▸ Work to be completed: Rescale everything from the line containing "Can you find the running" down to the line containing "[[123, 51], [66, 55]]", both ends included, by reproducing those items in full with every coordinate in the answers multiplied by 1.45 and rounded to a whole number, halves rounded up. Keep the requests and their format wording unchanged, and output only these lines.

Items from a point labeling set:
(begin)

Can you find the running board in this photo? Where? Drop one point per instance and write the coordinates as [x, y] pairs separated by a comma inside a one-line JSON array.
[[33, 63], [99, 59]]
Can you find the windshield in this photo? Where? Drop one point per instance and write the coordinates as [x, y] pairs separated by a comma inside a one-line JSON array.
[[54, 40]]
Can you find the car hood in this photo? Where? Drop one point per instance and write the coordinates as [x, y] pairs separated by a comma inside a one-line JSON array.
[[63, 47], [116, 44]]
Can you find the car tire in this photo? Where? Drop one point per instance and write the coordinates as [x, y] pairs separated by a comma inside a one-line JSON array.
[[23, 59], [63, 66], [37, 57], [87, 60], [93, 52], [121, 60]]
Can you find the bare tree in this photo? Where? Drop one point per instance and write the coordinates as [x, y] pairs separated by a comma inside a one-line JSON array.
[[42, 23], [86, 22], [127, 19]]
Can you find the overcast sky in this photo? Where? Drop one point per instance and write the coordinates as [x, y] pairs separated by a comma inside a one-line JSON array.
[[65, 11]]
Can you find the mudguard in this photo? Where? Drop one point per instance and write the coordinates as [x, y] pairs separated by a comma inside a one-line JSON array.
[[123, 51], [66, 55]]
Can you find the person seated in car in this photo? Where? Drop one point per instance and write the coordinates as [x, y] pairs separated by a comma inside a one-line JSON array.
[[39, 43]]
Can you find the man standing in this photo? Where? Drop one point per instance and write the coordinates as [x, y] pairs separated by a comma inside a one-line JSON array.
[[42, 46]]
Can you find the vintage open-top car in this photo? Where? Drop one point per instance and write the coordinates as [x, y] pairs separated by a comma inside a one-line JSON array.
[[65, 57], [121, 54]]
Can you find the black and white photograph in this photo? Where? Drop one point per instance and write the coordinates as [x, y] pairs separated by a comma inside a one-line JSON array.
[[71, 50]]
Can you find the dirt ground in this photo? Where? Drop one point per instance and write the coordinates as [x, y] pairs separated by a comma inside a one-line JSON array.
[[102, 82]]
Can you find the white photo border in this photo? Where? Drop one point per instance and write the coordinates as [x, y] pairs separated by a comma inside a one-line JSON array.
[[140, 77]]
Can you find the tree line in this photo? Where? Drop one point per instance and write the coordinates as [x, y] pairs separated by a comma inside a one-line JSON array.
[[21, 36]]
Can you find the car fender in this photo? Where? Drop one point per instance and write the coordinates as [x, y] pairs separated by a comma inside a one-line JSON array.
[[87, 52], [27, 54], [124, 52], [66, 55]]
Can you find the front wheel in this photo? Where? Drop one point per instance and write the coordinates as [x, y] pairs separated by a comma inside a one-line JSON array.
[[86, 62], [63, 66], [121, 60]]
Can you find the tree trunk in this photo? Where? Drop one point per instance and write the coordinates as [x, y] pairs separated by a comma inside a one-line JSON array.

(end)
(begin)

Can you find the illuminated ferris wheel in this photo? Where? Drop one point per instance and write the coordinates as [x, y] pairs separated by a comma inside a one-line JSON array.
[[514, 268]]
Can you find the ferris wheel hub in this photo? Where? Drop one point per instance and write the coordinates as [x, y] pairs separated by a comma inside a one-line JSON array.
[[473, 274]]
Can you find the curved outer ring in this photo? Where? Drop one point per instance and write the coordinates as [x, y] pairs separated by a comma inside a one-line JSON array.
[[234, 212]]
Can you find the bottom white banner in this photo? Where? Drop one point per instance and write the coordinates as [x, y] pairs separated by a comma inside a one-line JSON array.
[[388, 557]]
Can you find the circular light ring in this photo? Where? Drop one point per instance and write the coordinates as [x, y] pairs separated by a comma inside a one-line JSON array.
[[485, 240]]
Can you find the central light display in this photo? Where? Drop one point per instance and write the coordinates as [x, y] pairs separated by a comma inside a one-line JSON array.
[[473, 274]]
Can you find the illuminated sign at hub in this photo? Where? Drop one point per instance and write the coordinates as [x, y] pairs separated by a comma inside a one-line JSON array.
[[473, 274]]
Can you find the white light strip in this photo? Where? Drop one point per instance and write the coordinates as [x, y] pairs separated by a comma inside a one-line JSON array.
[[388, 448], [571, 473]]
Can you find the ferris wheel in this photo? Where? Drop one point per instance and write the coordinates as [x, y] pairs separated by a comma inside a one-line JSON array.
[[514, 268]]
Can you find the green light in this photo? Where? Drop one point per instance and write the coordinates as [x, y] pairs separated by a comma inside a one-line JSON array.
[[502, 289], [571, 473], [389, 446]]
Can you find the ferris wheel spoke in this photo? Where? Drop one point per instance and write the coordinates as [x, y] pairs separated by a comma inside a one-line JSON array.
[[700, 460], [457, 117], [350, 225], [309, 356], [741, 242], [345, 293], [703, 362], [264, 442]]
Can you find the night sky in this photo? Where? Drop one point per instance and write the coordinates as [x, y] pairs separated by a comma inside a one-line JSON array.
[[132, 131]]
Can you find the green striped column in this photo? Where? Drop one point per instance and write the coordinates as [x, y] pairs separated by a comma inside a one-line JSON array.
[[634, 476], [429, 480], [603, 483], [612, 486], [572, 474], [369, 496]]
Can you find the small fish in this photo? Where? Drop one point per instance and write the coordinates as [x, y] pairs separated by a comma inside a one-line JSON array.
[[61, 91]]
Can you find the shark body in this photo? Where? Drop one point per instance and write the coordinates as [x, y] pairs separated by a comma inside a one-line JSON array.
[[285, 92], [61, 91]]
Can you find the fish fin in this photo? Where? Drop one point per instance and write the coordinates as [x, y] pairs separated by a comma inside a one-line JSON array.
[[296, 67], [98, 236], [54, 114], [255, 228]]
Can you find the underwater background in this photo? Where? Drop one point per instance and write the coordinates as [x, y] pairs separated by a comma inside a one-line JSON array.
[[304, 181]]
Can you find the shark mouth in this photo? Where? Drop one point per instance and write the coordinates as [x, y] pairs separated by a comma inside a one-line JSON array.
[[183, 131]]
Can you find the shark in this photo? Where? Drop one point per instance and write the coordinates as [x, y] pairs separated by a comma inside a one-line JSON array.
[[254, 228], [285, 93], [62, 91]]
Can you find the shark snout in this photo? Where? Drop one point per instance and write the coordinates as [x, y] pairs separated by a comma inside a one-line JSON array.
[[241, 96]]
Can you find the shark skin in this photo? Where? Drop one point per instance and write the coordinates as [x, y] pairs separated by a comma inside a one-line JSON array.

(end)
(begin)

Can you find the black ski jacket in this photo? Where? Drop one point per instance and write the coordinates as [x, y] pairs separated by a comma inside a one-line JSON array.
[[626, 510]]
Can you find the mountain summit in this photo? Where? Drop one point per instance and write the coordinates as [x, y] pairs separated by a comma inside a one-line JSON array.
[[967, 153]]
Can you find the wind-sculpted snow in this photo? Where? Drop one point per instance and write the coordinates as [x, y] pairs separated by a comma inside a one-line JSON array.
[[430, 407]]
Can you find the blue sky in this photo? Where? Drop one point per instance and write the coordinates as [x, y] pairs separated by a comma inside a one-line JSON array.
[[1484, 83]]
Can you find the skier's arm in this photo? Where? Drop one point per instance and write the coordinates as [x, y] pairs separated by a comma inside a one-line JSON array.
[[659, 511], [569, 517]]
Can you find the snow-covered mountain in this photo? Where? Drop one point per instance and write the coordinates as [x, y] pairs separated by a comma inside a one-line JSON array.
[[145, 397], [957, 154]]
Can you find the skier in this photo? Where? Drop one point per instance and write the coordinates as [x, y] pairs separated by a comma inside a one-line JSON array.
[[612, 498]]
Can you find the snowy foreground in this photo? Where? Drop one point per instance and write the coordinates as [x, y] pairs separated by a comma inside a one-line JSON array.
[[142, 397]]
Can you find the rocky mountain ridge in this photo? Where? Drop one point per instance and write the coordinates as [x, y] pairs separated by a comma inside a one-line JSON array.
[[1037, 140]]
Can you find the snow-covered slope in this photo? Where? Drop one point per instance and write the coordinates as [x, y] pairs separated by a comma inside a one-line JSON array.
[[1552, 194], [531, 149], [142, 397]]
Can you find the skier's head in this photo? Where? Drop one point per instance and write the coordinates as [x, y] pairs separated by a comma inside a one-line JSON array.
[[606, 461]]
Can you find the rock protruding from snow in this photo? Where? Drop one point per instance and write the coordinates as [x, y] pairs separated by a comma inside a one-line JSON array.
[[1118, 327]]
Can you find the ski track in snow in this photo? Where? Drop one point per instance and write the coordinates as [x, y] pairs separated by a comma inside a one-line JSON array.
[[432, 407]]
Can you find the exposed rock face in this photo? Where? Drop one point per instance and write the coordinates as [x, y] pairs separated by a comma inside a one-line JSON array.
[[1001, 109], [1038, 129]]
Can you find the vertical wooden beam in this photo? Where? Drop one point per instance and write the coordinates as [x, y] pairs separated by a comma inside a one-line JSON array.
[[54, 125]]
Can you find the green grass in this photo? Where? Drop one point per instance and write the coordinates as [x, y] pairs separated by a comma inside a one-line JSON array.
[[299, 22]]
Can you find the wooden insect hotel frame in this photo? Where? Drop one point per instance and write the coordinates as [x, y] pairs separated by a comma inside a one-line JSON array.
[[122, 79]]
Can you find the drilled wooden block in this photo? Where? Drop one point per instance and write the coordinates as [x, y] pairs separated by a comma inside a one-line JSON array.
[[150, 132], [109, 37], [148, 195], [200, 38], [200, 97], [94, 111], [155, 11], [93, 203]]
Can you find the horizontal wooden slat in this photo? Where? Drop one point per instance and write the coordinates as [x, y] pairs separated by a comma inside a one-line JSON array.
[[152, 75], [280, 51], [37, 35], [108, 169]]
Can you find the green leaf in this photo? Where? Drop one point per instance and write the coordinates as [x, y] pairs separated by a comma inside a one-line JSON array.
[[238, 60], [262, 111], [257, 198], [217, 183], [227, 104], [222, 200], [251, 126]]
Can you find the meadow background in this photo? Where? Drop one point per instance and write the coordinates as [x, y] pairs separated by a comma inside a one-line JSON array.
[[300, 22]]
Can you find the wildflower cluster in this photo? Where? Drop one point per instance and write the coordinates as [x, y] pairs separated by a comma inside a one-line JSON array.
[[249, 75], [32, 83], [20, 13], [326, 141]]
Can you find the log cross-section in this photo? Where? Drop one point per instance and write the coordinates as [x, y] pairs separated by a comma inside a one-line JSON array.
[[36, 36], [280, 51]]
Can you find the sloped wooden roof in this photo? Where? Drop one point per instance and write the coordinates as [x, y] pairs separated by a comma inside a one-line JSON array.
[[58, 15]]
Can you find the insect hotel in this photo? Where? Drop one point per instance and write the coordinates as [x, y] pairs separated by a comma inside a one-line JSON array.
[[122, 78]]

(end)

▸ Response to this task:
Can you find the running board in this photo? Where? Drop one point per instance and write the coordinates as [x, y] pairs separated by a comma inside a one-line JSON array.
[[48, 91], [144, 86]]
Can you find the windshield in this photo? Where? Drop one point per instance and write the coordinates as [x, y] pairs separated by a comma inside a one-line JSON array.
[[78, 58]]
Can you find the car hood in this photo? Where? Drop one point per instance and write the coordinates as [x, y] pairs separated by a comma inside a one-line JSON array.
[[91, 68], [168, 64]]
Can you find the car tire in this photo? Where? Drop one point per instance and write the coordinates as [x, y] pairs separated by a comma inside a one-line JSON array.
[[33, 86], [91, 96], [54, 83], [126, 87], [135, 75], [175, 87]]
Can you find the bare tree in this photo? Where? Drop one point per instance and write the coordinates as [x, y] pairs separated by a comma inside a one-line JSON array.
[[61, 33], [125, 32], [184, 28]]
Can you find the overcast sky in this photo? Where? Drop one point per instance and write the coordinates as [x, y] pairs separated by a comma inside a one-line JSON array.
[[94, 16]]
Can you find the mudguard in this photo? Where? Drop one point per instance and write the coordinates as [x, y] pairs separated by a comma inside a one-line JSON array.
[[178, 74], [96, 80]]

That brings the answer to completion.